## EXERCISE OBJECTIVE
Give again exactly the lines that run from the start of the records to the line holding "mark: the curb", both ends counted. Do not include the pictures.

Natural-language object grounding data
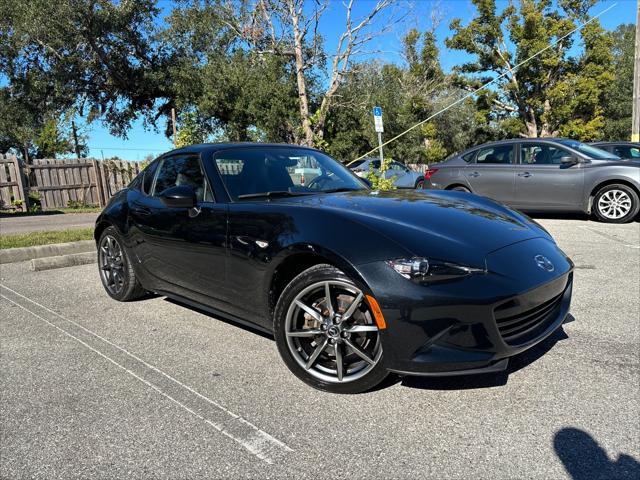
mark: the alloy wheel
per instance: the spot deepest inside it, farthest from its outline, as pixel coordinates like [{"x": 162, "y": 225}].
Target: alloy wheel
[
  {"x": 330, "y": 332},
  {"x": 614, "y": 204},
  {"x": 111, "y": 262}
]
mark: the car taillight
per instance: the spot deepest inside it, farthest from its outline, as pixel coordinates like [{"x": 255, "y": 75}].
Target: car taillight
[{"x": 428, "y": 172}]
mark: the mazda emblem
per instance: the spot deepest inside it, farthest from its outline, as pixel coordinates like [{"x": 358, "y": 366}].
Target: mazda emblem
[{"x": 544, "y": 263}]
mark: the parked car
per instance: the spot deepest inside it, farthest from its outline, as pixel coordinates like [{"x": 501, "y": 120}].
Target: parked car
[
  {"x": 404, "y": 176},
  {"x": 545, "y": 174},
  {"x": 630, "y": 150},
  {"x": 352, "y": 283}
]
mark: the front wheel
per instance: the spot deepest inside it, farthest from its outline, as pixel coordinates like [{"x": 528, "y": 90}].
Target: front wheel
[
  {"x": 326, "y": 333},
  {"x": 116, "y": 272},
  {"x": 616, "y": 203}
]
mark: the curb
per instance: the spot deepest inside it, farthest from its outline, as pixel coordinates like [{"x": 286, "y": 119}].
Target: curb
[
  {"x": 12, "y": 255},
  {"x": 62, "y": 261}
]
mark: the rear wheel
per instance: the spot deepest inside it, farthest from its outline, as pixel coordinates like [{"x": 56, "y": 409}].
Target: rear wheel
[
  {"x": 616, "y": 203},
  {"x": 326, "y": 333},
  {"x": 116, "y": 272}
]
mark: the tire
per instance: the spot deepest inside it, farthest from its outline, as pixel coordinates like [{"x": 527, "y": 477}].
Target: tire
[
  {"x": 616, "y": 203},
  {"x": 311, "y": 341},
  {"x": 116, "y": 272}
]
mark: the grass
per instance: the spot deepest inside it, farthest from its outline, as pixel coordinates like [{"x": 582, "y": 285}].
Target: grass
[
  {"x": 13, "y": 213},
  {"x": 45, "y": 238}
]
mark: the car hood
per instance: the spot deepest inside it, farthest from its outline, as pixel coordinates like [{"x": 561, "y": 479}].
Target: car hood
[{"x": 447, "y": 225}]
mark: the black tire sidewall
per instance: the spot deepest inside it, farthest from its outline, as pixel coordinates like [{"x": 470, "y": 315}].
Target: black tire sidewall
[
  {"x": 635, "y": 203},
  {"x": 312, "y": 275},
  {"x": 131, "y": 288}
]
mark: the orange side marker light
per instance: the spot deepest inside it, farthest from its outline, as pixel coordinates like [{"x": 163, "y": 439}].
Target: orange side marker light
[{"x": 377, "y": 313}]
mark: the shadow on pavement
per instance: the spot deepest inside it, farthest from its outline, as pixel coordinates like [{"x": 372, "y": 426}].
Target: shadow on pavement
[
  {"x": 491, "y": 379},
  {"x": 584, "y": 458}
]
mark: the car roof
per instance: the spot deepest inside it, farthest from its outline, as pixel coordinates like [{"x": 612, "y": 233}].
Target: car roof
[
  {"x": 215, "y": 147},
  {"x": 622, "y": 143}
]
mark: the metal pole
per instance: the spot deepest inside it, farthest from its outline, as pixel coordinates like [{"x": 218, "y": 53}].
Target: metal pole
[
  {"x": 173, "y": 122},
  {"x": 635, "y": 122}
]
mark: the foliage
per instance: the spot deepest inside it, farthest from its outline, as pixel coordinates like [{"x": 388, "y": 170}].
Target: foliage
[
  {"x": 190, "y": 131},
  {"x": 552, "y": 93},
  {"x": 378, "y": 180}
]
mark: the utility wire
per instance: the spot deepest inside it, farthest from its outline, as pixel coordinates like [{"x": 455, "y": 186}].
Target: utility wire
[{"x": 460, "y": 100}]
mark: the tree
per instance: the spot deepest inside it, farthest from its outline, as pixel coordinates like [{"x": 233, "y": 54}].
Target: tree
[
  {"x": 289, "y": 29},
  {"x": 619, "y": 92},
  {"x": 96, "y": 57},
  {"x": 536, "y": 99}
]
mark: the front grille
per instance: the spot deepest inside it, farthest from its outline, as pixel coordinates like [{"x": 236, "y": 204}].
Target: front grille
[{"x": 527, "y": 325}]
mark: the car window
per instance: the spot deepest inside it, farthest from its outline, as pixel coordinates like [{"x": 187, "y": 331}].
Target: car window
[
  {"x": 247, "y": 171},
  {"x": 541, "y": 154},
  {"x": 181, "y": 170},
  {"x": 468, "y": 157},
  {"x": 148, "y": 175},
  {"x": 627, "y": 152},
  {"x": 588, "y": 150},
  {"x": 500, "y": 154}
]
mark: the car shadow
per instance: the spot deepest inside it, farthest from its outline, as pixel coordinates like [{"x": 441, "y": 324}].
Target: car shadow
[
  {"x": 583, "y": 458},
  {"x": 488, "y": 380},
  {"x": 221, "y": 318}
]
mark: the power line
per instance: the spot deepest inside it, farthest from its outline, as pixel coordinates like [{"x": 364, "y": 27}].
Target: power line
[{"x": 460, "y": 100}]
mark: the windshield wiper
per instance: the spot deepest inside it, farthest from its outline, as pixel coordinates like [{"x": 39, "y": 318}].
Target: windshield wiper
[
  {"x": 342, "y": 189},
  {"x": 273, "y": 194}
]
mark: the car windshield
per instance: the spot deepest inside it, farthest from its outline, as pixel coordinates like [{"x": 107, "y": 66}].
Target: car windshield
[
  {"x": 270, "y": 172},
  {"x": 588, "y": 150}
]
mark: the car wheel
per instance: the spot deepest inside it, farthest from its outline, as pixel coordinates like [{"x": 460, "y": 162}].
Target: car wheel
[
  {"x": 326, "y": 333},
  {"x": 116, "y": 272},
  {"x": 616, "y": 203}
]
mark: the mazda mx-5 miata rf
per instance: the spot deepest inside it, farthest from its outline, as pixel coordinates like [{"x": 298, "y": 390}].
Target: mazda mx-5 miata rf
[{"x": 353, "y": 283}]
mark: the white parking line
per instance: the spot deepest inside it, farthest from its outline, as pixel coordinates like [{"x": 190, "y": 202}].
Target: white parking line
[
  {"x": 609, "y": 237},
  {"x": 255, "y": 440}
]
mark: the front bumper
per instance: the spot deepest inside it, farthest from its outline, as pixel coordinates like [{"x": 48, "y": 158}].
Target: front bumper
[{"x": 472, "y": 325}]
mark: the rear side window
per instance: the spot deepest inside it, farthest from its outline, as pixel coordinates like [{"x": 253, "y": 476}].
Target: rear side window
[
  {"x": 500, "y": 154},
  {"x": 147, "y": 177},
  {"x": 182, "y": 170},
  {"x": 468, "y": 157}
]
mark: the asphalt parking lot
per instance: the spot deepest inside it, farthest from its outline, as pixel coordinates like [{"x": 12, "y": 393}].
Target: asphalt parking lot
[{"x": 92, "y": 387}]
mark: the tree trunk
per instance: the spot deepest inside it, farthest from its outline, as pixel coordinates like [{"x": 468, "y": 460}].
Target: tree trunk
[
  {"x": 74, "y": 132},
  {"x": 303, "y": 97}
]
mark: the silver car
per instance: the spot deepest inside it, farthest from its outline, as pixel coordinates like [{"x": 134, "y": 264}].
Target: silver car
[
  {"x": 549, "y": 174},
  {"x": 404, "y": 177}
]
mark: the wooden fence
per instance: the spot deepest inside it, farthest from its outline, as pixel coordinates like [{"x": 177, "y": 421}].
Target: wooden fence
[{"x": 63, "y": 182}]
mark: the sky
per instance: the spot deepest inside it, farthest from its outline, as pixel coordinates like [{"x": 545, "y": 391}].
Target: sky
[{"x": 386, "y": 47}]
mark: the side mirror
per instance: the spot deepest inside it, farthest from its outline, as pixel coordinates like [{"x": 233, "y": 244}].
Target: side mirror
[
  {"x": 568, "y": 160},
  {"x": 181, "y": 196}
]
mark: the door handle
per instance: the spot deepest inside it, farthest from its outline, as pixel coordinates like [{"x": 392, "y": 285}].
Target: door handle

## ANSWER SECTION
mark: the alloy wheel
per instance: the spot deepest inside it, farthest from its outline, as pixel coordinates like [{"x": 162, "y": 225}].
Target: alloy wheel
[
  {"x": 330, "y": 332},
  {"x": 614, "y": 204},
  {"x": 111, "y": 262}
]
mark: the car taillight
per instance: the spot deepest inside it, farthest from its outline, as pixel coordinates like [{"x": 255, "y": 75}].
Target: car taillight
[{"x": 428, "y": 172}]
mark: the mazda emblem
per instance: the spot deepest inside it, farthest from its outline, as pixel coordinates like [{"x": 358, "y": 366}].
Target: mazda emblem
[{"x": 544, "y": 263}]
mark: the parked car
per instance: the spot deepest inside it, farthest from its outline, as pixel coordinates like [{"x": 501, "y": 120}].
Target: parked car
[
  {"x": 404, "y": 176},
  {"x": 545, "y": 174},
  {"x": 630, "y": 150},
  {"x": 352, "y": 283}
]
mark: the front wheel
per instance: the spot deepest inside it, farthest from its outline, as pixel coordinates like [{"x": 528, "y": 90}].
Target: front wheel
[
  {"x": 326, "y": 333},
  {"x": 116, "y": 272},
  {"x": 616, "y": 203}
]
mark: the curb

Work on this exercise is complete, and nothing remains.